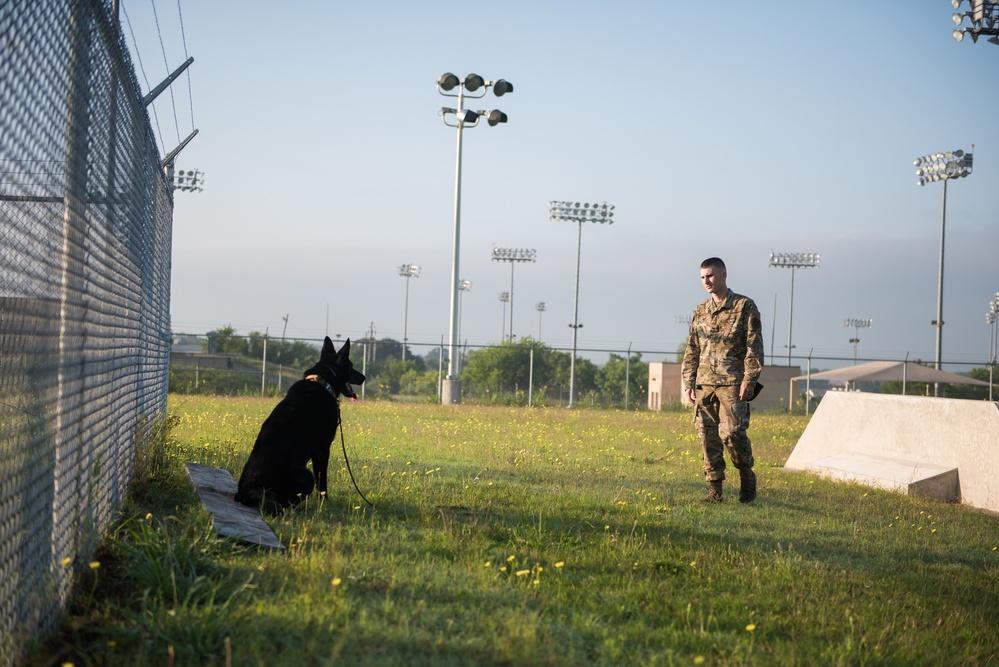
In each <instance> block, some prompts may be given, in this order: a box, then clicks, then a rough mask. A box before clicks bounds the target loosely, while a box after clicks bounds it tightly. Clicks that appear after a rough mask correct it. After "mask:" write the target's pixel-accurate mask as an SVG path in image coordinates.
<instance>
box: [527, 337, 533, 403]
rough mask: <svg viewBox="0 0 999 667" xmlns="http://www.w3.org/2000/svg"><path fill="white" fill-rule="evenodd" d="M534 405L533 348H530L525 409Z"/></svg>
mask: <svg viewBox="0 0 999 667" xmlns="http://www.w3.org/2000/svg"><path fill="white" fill-rule="evenodd" d="M533 405H534V346H533V345H532V346H531V362H530V365H529V366H528V371H527V407H529V408H530V407H533Z"/></svg>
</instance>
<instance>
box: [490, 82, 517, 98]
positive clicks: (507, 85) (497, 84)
mask: <svg viewBox="0 0 999 667" xmlns="http://www.w3.org/2000/svg"><path fill="white" fill-rule="evenodd" d="M512 92H513V84H512V83H510V82H509V81H507V80H506V79H497V80H496V82H494V83H493V95H495V96H496V97H503V96H504V95H506V94H507V93H512Z"/></svg>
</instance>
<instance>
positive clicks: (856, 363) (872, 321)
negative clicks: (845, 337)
mask: <svg viewBox="0 0 999 667" xmlns="http://www.w3.org/2000/svg"><path fill="white" fill-rule="evenodd" d="M873 324H874V320H872V319H871V318H869V317H859V318H858V317H848V318H847V319H845V320H843V326H844V327H850V328H852V329H853V338H851V339H850V342H851V343H852V344H853V365H854V366H856V365H857V344H858V343H860V330H861V329H868V328H870V327H871V325H873Z"/></svg>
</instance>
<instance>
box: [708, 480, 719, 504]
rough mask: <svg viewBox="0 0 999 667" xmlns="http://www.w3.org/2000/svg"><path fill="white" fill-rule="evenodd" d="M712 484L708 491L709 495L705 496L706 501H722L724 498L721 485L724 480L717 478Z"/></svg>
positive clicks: (715, 502) (714, 480)
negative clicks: (721, 488)
mask: <svg viewBox="0 0 999 667" xmlns="http://www.w3.org/2000/svg"><path fill="white" fill-rule="evenodd" d="M710 484H711V490H710V491H708V495H706V496H704V502H706V503H720V502H721V501H722V500H723V498H722V495H721V485H722V480H720V479H716V480H714V481H712V482H710Z"/></svg>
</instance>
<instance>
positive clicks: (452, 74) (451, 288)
mask: <svg viewBox="0 0 999 667" xmlns="http://www.w3.org/2000/svg"><path fill="white" fill-rule="evenodd" d="M490 88H492V89H493V94H494V95H496V96H497V97H501V96H503V95H505V94H507V93H512V92H513V84H512V83H510V82H509V81H505V80H503V79H497V80H496V81H486V80H485V79H483V78H482V77H481V76H479V75H478V74H469V75H468V76H466V77H465V78H464V79H459V78H458V77H457V76H455V75H454V74H452V73H451V72H445V73H444V74H441V75H440V76H439V77H437V92H438V93H440V94H441V95H443V96H444V97H456V98H457V99H458V107H457V108H454V109H452V108H450V107H441V119H442V120H443V121H444V124H445V125H447V126H448V127H454V128H457V130H458V151H457V159H456V166H455V175H454V236H453V250H452V256H451V310H450V313H451V314H450V323H449V327H448V362H447V368H448V370H447V377H446V378H445V379H444V383H443V386H442V388H441V389H442V390H441V403H443V404H444V405H451V404H456V403H461V379H460V378H459V376H458V374H459V372H460V371H459V368H458V362H457V358H458V353H457V352H458V350H457V345H458V292H459V289H458V260H459V255H460V248H461V136H462V131H463V130H464V129H465V128H466V127H476V126H477V125H478V124H479V119H480V118H485V119H486V122H487V123H488V124H489V125H490V126H491V127H495V126H496V125H498V124H500V123H505V122H506V121H507V117H506V114H505V113H503V112H502V111H500V110H499V109H493V110H492V111H473V110H471V109H466V108H465V97H466V92H467V93H472V94H471V95H468V98H469V99H479V98H482V97H485V95H486V92H488V90H489V89H490ZM455 89H457V92H452V91H454V90H455ZM479 90H481V91H482V92H481V93H479V94H475V93H476V92H477V91H479ZM449 120H450V122H449Z"/></svg>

• [WORK INSTRUCTION] All of the data is to be returned exactly, with no pictures included.

• [EXERCISE OUTPUT]
In each <instance> block, some prompts may be given, in this order: a box, then clicks, then a rough mask. A box before clicks bounds the target loosely, while a box after clicks bounds it tightly. Clicks that appear after a rough mask correct it. After "mask:" write the target's pixel-accurate mask as an SVG path in image coordinates.
<instance>
box: [527, 337, 533, 403]
rough mask: <svg viewBox="0 0 999 667" xmlns="http://www.w3.org/2000/svg"><path fill="white" fill-rule="evenodd" d="M534 405L533 348H530L525 409Z"/></svg>
mask: <svg viewBox="0 0 999 667" xmlns="http://www.w3.org/2000/svg"><path fill="white" fill-rule="evenodd" d="M533 405H534V346H533V345H532V346H531V362H530V365H529V366H528V371H527V407H529V408H530V407H533Z"/></svg>
</instance>
<instance>
box: [490, 82, 517, 98]
positive clicks: (507, 85) (497, 84)
mask: <svg viewBox="0 0 999 667" xmlns="http://www.w3.org/2000/svg"><path fill="white" fill-rule="evenodd" d="M512 92H513V84H512V83H510V82H509V81H507V80H506V79H497V80H496V82H494V83H493V95H495V96H496V97H503V96H504V95H506V94H507V93H512Z"/></svg>
</instance>
<instance>
positive clicks: (856, 363) (872, 321)
negative clicks: (845, 337)
mask: <svg viewBox="0 0 999 667" xmlns="http://www.w3.org/2000/svg"><path fill="white" fill-rule="evenodd" d="M873 324H874V320H872V319H871V318H869V317H859V318H858V317H848V318H847V319H845V320H843V326H844V327H850V328H852V329H853V338H851V339H850V342H851V343H852V344H853V365H854V366H856V365H857V344H858V343H860V330H861V329H868V328H870V327H871V325H873Z"/></svg>
</instance>
<instance>
box: [708, 480, 719, 504]
rough mask: <svg viewBox="0 0 999 667" xmlns="http://www.w3.org/2000/svg"><path fill="white" fill-rule="evenodd" d="M712 484L708 491L709 495L705 496L706 501H722L724 498L721 485L724 480L717 478Z"/></svg>
positive clicks: (715, 502) (714, 480)
negative clicks: (721, 488)
mask: <svg viewBox="0 0 999 667" xmlns="http://www.w3.org/2000/svg"><path fill="white" fill-rule="evenodd" d="M710 484H711V490H710V491H708V495H706V496H704V502H706V503H720V502H721V501H722V500H723V498H722V495H721V485H722V480H720V479H716V480H714V481H712V482H710Z"/></svg>
</instance>
<instance>
positive clicks: (452, 74) (451, 288)
mask: <svg viewBox="0 0 999 667" xmlns="http://www.w3.org/2000/svg"><path fill="white" fill-rule="evenodd" d="M490 88H492V89H493V94H494V95H496V96H497V97H501V96H503V95H505V94H507V93H512V92H513V84H512V83H510V82H509V81H505V80H503V79H497V80H496V81H486V80H485V79H483V78H482V77H481V76H479V75H478V74H469V75H468V76H466V77H465V78H464V79H459V78H458V77H457V76H455V75H454V74H452V73H451V72H445V73H444V74H441V75H440V76H439V77H437V92H438V93H440V94H441V95H443V96H444V97H456V98H457V99H458V107H457V108H454V109H452V108H450V107H441V119H442V120H443V121H444V124H445V125H447V126H448V127H454V128H457V130H458V151H457V159H456V166H455V175H454V236H453V250H452V256H451V310H450V313H451V314H450V323H449V327H448V362H447V368H448V370H447V377H446V378H445V379H444V383H443V386H442V388H441V389H442V390H441V403H443V404H444V405H451V404H456V403H461V379H460V378H459V376H458V374H459V372H460V371H459V368H458V362H457V358H458V353H457V352H458V350H457V345H458V292H459V289H458V260H459V255H460V248H461V136H462V131H463V130H464V129H465V128H466V127H476V126H477V125H478V124H479V119H480V118H485V119H486V122H487V123H488V124H489V125H490V126H491V127H495V126H496V125H498V124H500V123H505V122H506V121H507V117H506V114H505V113H503V112H502V111H500V110H499V109H493V110H492V111H473V110H471V109H466V108H465V97H466V92H467V93H472V94H471V95H468V98H469V99H479V98H482V97H485V95H486V92H488V90H489V89H490ZM455 89H457V92H452V91H454V90H455ZM479 90H481V91H482V92H481V93H479V94H475V93H476V92H477V91H479ZM449 120H450V122H449Z"/></svg>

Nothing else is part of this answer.